:: Supplied entries
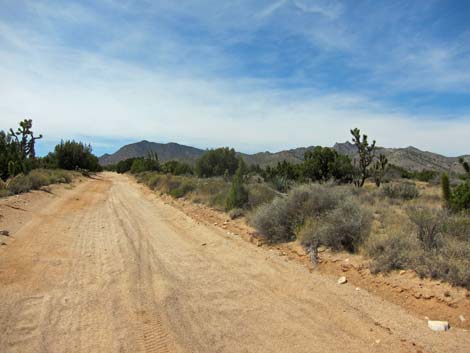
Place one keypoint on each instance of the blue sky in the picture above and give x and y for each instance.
(255, 75)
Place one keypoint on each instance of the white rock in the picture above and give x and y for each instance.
(438, 325)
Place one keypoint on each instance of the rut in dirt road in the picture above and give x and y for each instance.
(109, 268)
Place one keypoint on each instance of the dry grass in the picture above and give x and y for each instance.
(35, 180)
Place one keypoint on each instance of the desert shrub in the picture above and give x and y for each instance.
(217, 162)
(124, 165)
(460, 197)
(457, 226)
(404, 191)
(284, 216)
(19, 184)
(455, 262)
(445, 189)
(343, 228)
(312, 200)
(238, 194)
(259, 194)
(281, 183)
(176, 168)
(324, 163)
(73, 155)
(153, 181)
(392, 252)
(236, 213)
(429, 223)
(5, 193)
(275, 221)
(39, 178)
(184, 188)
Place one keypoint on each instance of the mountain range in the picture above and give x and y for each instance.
(410, 158)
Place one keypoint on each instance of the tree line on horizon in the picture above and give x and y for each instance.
(18, 153)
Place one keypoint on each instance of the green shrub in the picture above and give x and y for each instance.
(153, 181)
(343, 228)
(19, 184)
(460, 197)
(259, 194)
(181, 190)
(275, 221)
(392, 252)
(217, 162)
(457, 226)
(429, 223)
(283, 217)
(236, 213)
(71, 155)
(39, 178)
(445, 189)
(238, 195)
(404, 191)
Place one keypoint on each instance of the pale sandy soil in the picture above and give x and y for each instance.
(108, 267)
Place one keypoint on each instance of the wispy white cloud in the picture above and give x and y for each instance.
(182, 89)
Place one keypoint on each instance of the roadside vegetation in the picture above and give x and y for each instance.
(398, 219)
(21, 170)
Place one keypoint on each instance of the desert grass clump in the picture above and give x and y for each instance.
(275, 220)
(182, 190)
(395, 251)
(19, 184)
(236, 213)
(403, 191)
(445, 189)
(343, 228)
(429, 223)
(259, 194)
(39, 178)
(460, 197)
(284, 217)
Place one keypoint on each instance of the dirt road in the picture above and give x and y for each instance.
::::
## Exercise goal:
Your copy of the entries must be exact and must not include any of their pictures.

## Solution to this problem:
Place one keypoint on each instance of the blue sky in the picture above and give x and y for each instance.
(255, 75)
Place one keypoint on each instance of the white rock in the picture above and give x and y for each instance.
(438, 325)
Place one keypoint on each instance of the rut in dirt road in the picture above and give x and y for each instance.
(109, 268)
Place one keypoint on each instance of the dry grass in the picture above and give x and y for each instance.
(35, 180)
Place one keypoint on each instance of the desert shrub in the picture above and give x and y for each instance.
(217, 162)
(124, 165)
(460, 197)
(457, 226)
(404, 191)
(284, 216)
(19, 184)
(455, 262)
(445, 189)
(343, 228)
(312, 200)
(238, 194)
(259, 194)
(281, 183)
(176, 168)
(324, 163)
(73, 155)
(153, 181)
(392, 252)
(236, 213)
(429, 223)
(5, 193)
(275, 221)
(39, 178)
(184, 188)
Place one keypoint on each instance of the mountain range in the picture above and give x and y for each instance.
(410, 158)
Place one keypoint on each instance of the tree line on horizon in the picture above and give x and y for each instance.
(18, 153)
Place one keypoint on each instance of the green shrub in the picture above and give x and y for each instance.
(153, 181)
(343, 228)
(19, 184)
(460, 197)
(259, 194)
(181, 190)
(275, 221)
(392, 252)
(217, 162)
(457, 226)
(429, 223)
(283, 217)
(236, 213)
(71, 155)
(39, 178)
(445, 189)
(238, 195)
(404, 191)
Place one keypoint on each instance of the pale sandy soil in the picture above and give x and y for each instance.
(108, 267)
Place one keypoint on each instance of the wispy white cloud in the picture above and give x and y for each instance.
(182, 89)
Place one keypoint on each instance of the roadside vegetation in the picture above and give x and y for each instance.
(398, 219)
(21, 170)
Place one keypoint on each instance of the desert grass clump in the picture above and give x and y for each instance.
(275, 220)
(182, 190)
(395, 251)
(19, 184)
(236, 213)
(403, 191)
(445, 189)
(343, 228)
(429, 223)
(259, 194)
(39, 178)
(460, 197)
(284, 217)
Place one keypoint on each instance of the dirt road in the picture above and give x and y for each instance.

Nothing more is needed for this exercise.